Énoncé - Recopiez à l'identique, dans le texte sur l'art contemporain, tout le passage qui va de « Pour ma part, ce » jusqu'à « décèle ou pas. ».

Texte source -
***

Donc, depuis 1945-1960, on désigne l’ensemble des créations artistiques comme faisant partie de cette tendance. Il s’avère qu’il rassemble une infinité de pratiques différentes, allant de la peinture, sculpture, performances, installation ou vidéo, etc. L’enseignement académique des beaux-arts est complété ou même remplacé par celui des arts plastiques qui inclus des cours d’esthétique, de sociologie, de technologie, etc. Les médiums (moyens de diffusions)ne sont plus seulement les tubes de peinture ou la terre glaise, mais des matériaux divers, des objets transformés, des logiciels, des situations, etc. sans limite…

Il n’en existe d’ailleurs pas une définition précise, mais plusieurs: On dit que l’art contemporain est celui qui véhicule des idées et des concepts, qu’il est celui où l’artiste transgresse les frontières établies, que ce terme n’est pas uniquement chronologique, qu’il est dû à l’avènement de la société de consommation, qu’il est issu du développement de la photographie (obligeant les artistes à questionner le réel plutôt que le copier), qu’il est la rupture d’avec l’art classique et moderne, etc.

Pour ma part, ce qui m’attire particulièrement dans l’art contemporain, c’est la multiplicité de ses possibles interprétations. Une oeuvre contemporaine contient plusieurs couches et se lit au gré des regardeu.se.r.s. Comme l’a dit Marcel Duchamp : » C’est le regardeur qui fait le tableau ». Ceci dit, l’artiste a assurément un objectif… que l’on décèle ou pas.

***

Données fournies -

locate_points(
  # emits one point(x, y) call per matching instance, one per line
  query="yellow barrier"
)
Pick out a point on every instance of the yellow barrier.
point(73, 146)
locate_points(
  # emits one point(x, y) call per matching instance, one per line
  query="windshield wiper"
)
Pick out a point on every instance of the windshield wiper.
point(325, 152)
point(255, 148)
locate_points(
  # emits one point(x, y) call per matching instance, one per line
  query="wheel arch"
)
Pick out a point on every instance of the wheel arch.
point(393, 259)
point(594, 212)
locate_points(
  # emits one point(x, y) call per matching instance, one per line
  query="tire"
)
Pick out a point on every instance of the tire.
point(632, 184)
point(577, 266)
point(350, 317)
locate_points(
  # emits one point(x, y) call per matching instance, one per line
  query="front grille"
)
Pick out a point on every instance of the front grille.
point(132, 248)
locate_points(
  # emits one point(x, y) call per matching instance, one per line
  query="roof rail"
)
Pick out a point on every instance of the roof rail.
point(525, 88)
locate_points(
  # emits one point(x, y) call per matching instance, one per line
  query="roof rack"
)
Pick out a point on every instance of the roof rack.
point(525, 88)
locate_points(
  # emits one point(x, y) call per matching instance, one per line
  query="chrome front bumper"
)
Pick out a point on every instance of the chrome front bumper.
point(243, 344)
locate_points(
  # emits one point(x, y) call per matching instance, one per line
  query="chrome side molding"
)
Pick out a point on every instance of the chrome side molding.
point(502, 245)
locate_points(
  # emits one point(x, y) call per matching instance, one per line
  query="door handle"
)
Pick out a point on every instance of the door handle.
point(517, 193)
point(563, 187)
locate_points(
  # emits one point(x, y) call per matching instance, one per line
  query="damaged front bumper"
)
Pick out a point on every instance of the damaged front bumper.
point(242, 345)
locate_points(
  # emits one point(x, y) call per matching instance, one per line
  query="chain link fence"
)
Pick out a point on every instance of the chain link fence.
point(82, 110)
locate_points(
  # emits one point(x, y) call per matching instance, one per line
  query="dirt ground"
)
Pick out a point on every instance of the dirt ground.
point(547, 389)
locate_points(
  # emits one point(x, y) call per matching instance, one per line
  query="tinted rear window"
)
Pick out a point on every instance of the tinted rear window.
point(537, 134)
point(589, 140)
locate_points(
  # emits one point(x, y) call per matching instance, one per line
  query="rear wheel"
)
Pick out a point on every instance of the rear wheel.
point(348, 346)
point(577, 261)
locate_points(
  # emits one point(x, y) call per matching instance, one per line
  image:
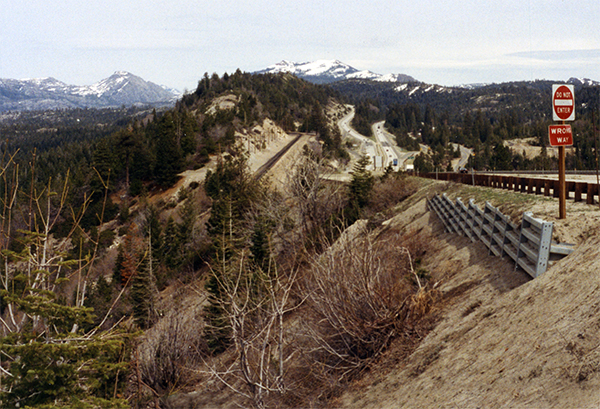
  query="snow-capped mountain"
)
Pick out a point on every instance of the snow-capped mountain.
point(583, 82)
point(328, 71)
point(121, 88)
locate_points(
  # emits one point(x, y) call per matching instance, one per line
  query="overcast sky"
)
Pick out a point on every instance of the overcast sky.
point(174, 43)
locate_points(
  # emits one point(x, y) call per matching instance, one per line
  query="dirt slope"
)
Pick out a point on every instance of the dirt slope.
point(502, 339)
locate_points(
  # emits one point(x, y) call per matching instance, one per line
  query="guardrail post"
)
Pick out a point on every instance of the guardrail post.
point(592, 189)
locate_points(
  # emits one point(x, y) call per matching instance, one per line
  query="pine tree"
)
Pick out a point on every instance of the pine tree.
point(143, 291)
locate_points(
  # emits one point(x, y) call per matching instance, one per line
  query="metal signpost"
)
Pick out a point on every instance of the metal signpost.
point(563, 109)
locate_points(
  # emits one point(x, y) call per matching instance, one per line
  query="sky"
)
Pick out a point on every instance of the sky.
point(174, 42)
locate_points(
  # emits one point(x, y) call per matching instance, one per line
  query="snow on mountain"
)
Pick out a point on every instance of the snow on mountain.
point(121, 88)
point(327, 71)
point(583, 82)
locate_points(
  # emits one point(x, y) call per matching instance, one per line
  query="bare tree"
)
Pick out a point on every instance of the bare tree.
point(361, 293)
point(256, 302)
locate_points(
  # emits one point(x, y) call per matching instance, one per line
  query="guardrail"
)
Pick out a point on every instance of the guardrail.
point(529, 244)
point(546, 187)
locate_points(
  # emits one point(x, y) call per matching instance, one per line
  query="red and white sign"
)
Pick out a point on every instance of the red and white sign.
point(560, 135)
point(563, 102)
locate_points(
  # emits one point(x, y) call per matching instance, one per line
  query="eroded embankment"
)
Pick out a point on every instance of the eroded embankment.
point(502, 339)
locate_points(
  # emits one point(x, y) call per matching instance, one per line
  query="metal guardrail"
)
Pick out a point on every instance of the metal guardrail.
point(529, 245)
point(547, 187)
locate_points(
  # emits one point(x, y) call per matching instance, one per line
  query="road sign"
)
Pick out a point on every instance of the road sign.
point(560, 135)
point(563, 102)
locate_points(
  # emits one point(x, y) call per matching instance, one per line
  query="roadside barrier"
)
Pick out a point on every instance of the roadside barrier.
point(529, 244)
point(546, 187)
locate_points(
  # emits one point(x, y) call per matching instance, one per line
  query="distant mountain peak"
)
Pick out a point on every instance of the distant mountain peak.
point(328, 71)
point(121, 88)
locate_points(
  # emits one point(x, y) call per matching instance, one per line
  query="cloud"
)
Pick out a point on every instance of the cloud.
point(560, 55)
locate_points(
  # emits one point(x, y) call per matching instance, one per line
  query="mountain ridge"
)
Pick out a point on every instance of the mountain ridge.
point(121, 88)
point(328, 71)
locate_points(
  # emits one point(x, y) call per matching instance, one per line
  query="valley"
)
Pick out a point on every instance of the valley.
point(245, 247)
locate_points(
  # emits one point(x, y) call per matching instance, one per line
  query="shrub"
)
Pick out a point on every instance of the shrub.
point(361, 293)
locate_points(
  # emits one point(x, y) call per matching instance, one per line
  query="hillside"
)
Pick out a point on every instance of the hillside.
point(501, 339)
point(173, 275)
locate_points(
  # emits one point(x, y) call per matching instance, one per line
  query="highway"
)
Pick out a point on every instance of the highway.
point(366, 145)
point(391, 150)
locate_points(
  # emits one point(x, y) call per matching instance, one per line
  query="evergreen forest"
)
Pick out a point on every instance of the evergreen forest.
point(121, 288)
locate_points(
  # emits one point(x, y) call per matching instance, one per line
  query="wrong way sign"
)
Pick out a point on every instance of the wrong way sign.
point(563, 102)
point(560, 135)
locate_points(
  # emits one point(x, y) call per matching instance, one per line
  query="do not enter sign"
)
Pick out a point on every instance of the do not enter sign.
point(563, 102)
point(560, 135)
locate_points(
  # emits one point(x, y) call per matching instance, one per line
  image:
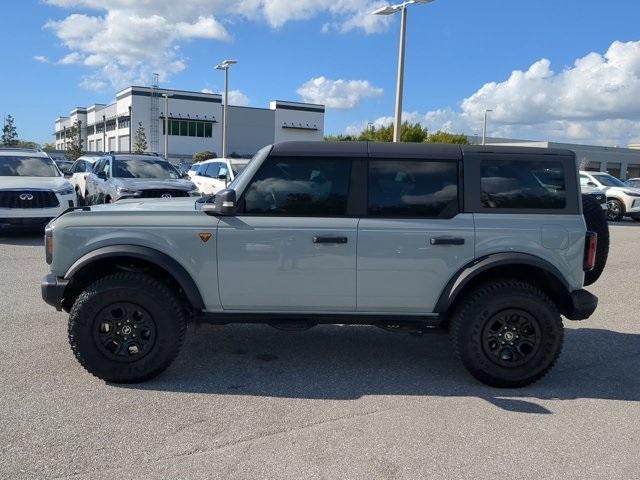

***

Réponse -
Pour ma part, ce qui m’attire particulièrement dans l’art contemporain, c’est la multiplicité de ses possibles interprétations. Une oeuvre contemporaine contient plusieurs couches et se lit au gré des regardeu.se.r.s. Comme l’a dit Marcel Duchamp : » C’est le regardeur qui fait le tableau ». Ceci dit, l’artiste a assurément un objectif… que l’on décèle ou pas.